GOAL OF THE EXERCISE>
Answer these from the passage about Iwakuma below:
(a) Which team's 2011 campaign did the writer follow?
(b) Who sat between Iwakuma and his Mariners teammates on the bench?
(c) On what day did Iwakuma sign the jersey and the cap?

TEXT PASSAGE>
* * *

Kuma is literally the only reason I developed an interest in MLB. I stumbled across livestreams of the Tohoku earthquake in 2011, the sea rising incomprehensibly on the screen of my iPhone, a black video wipe across thousands of lives. I became depressed as the nuclear emergency was recognized and both incompetently handled and reported for over a week thereafter. Seeking hope and solace, I put my newfound expertise at navigating online Japanese media sources to work, and followed the 2011 campaign of the Tohuku-based Rakuten Eagles with pirate-stream 3 A.M. raccoon-eye enthusiasm.

They sucked. Kuma had tried to go MLB to Oakland after his seven years but an injury knocked him out of the contract negotiations and onto a long-ass stint on the DL. When he pressed his case to the MLB over the break in 2012 he was still recovering, no-one in the US (that mattered) knew who he was, and the M’s literally lucked into him.

He was benched longer than any other roster player in that season, sitting disconsolate and alone in the bullpen next to Antony Suzuki, the team’s translator. Suzuki literally sat between Iwakuma and his Mariners teammates, physically at the very end of the bench.

I was at a bunch of games early that year because opening day had produced a giant cluster-f in the concessions which led the Ms to offer freebie makeup tix to everyone who attended that game. The makeup tix were very cheap on Craigslist. I had a lot of opportunities to observe Kuma, shoulders slumped and isolated on the bench.

At one of these games, I was able to draw a smile and a hat tip as I waved my Eagles cap and called his name. A bit later in the season, on a Rainiers Turn Back the Clock day, he signed both my Iwakuma M’s jersey, purchased before his first start, and the Eagles cap. He included appropriate uniform numbers on each sig.

* * *

DATASET EXTRACT>
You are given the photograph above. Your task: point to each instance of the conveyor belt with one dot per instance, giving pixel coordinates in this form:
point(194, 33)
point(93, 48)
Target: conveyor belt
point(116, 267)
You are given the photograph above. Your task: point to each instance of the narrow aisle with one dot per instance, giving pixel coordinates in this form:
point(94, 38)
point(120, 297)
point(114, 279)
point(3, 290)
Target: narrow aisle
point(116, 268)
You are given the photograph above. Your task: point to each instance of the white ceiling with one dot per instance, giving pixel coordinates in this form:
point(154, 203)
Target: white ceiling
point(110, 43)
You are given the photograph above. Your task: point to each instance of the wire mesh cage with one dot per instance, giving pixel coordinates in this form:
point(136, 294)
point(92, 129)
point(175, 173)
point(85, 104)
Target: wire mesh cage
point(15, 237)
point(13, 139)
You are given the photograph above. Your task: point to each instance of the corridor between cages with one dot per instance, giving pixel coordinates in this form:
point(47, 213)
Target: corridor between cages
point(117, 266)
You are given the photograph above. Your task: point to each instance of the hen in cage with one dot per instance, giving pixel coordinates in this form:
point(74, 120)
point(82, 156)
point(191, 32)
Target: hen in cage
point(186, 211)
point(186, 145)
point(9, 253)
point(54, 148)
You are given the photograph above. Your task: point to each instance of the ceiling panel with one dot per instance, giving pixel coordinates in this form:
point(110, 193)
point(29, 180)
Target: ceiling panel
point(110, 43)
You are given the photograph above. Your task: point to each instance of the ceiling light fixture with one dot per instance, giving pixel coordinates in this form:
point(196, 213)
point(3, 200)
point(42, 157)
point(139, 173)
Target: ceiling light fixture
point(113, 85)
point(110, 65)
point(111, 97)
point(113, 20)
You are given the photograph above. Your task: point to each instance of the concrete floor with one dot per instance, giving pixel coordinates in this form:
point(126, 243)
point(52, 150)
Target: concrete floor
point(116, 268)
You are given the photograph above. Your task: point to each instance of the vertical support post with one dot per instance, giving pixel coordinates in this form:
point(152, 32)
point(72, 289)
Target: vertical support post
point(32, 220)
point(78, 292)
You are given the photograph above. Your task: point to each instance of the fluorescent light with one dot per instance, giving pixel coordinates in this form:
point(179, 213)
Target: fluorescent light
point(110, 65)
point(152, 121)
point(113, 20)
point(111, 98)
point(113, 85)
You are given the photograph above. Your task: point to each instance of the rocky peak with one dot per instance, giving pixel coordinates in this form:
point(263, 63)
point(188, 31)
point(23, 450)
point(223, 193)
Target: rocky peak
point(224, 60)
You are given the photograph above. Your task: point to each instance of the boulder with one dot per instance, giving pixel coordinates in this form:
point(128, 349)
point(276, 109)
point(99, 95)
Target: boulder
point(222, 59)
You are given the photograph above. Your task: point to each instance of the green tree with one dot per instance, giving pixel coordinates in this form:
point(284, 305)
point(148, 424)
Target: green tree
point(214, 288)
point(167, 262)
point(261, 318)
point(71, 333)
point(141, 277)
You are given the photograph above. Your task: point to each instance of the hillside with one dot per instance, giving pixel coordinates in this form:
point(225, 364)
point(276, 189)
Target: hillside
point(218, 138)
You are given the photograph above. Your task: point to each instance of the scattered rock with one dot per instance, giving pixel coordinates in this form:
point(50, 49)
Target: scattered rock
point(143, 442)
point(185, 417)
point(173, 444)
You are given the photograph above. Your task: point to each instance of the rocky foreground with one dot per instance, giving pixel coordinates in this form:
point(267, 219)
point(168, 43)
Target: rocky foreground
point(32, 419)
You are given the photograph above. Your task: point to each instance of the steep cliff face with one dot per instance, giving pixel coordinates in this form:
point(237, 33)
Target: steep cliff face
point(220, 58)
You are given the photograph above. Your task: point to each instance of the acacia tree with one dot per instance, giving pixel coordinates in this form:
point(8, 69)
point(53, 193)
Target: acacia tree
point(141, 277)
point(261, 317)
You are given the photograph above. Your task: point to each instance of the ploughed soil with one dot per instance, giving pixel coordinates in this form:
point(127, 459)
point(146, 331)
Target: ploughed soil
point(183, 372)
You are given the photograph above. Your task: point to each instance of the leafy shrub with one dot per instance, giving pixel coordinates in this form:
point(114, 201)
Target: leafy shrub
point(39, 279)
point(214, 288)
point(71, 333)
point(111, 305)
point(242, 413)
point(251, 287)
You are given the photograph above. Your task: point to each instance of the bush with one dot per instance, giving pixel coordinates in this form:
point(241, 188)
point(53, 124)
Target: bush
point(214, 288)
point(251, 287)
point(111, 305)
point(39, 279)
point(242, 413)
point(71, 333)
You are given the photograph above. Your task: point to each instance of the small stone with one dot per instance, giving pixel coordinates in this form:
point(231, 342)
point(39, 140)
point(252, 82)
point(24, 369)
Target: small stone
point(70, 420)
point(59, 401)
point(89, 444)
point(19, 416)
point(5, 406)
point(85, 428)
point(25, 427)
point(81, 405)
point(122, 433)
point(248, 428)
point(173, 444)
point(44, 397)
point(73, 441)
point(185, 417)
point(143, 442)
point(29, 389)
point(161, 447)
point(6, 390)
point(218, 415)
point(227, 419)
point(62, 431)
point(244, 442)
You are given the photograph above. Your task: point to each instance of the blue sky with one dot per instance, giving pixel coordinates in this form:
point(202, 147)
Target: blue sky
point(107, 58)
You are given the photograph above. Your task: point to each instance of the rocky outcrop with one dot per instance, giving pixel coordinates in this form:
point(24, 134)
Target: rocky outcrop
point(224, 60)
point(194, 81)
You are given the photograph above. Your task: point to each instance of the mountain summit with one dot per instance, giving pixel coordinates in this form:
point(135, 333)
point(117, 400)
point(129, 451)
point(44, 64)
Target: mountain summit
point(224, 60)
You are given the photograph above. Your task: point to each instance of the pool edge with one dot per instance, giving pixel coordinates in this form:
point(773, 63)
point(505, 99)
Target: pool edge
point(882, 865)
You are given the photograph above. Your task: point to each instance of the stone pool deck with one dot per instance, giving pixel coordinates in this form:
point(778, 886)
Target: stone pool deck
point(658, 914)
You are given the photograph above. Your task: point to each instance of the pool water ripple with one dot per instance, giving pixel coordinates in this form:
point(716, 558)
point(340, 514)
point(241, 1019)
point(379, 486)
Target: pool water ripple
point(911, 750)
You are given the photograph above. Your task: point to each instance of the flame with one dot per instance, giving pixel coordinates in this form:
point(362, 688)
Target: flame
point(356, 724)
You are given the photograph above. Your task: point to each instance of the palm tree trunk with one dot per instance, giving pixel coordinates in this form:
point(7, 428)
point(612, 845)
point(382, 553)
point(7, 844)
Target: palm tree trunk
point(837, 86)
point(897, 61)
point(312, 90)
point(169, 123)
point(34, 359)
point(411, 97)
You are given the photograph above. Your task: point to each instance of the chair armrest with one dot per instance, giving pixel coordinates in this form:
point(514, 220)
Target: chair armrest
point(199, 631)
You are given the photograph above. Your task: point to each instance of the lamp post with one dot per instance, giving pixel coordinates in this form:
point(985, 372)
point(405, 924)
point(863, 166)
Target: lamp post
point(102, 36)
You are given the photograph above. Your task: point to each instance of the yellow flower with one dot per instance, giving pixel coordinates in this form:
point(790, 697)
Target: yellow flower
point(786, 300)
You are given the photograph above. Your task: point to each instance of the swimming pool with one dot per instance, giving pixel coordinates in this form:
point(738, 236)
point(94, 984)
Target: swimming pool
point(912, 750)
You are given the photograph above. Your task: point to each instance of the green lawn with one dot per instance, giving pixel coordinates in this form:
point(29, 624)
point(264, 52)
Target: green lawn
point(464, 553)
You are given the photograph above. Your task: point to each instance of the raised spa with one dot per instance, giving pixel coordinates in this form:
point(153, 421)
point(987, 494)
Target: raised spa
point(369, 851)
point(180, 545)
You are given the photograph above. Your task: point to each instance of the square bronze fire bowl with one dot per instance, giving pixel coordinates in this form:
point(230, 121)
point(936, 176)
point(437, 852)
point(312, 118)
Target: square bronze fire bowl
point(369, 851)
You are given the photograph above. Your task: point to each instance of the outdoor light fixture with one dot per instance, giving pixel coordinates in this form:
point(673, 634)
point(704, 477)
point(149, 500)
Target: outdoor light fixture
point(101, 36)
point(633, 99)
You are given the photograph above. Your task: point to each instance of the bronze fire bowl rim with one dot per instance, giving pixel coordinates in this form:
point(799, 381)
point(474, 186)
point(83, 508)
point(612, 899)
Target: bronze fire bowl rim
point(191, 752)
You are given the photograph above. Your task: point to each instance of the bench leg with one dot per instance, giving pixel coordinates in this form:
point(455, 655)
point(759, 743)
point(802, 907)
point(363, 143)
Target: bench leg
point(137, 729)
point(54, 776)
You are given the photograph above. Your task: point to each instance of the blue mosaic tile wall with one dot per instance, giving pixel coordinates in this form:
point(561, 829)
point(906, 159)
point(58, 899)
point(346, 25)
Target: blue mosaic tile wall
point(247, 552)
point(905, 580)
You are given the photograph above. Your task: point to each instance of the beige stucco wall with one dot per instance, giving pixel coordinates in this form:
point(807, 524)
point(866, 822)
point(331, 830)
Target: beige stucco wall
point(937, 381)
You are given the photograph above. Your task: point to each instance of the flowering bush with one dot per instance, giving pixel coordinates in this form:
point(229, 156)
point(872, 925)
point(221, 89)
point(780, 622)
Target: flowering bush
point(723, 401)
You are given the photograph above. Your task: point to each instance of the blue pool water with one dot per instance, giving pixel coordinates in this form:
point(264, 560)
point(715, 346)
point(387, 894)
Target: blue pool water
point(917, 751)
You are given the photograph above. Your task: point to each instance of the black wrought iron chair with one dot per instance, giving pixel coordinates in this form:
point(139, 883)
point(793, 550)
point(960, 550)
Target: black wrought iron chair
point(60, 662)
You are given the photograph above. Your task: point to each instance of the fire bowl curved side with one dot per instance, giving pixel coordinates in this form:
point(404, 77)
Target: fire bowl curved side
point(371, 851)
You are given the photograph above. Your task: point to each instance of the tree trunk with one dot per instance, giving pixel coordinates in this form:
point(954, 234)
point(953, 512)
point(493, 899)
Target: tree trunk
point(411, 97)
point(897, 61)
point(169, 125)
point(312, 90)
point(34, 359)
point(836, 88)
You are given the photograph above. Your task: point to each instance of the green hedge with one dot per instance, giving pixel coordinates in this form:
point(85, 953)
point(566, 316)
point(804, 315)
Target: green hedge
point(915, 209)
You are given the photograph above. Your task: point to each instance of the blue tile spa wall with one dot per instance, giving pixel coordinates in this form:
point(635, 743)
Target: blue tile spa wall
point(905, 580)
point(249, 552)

* * *

RIGHT ANSWER>
(a) The Rakuten Eagles
(b) Antony Suzuki, the team's translator
(c) A Rainiers Turn Back the Clock day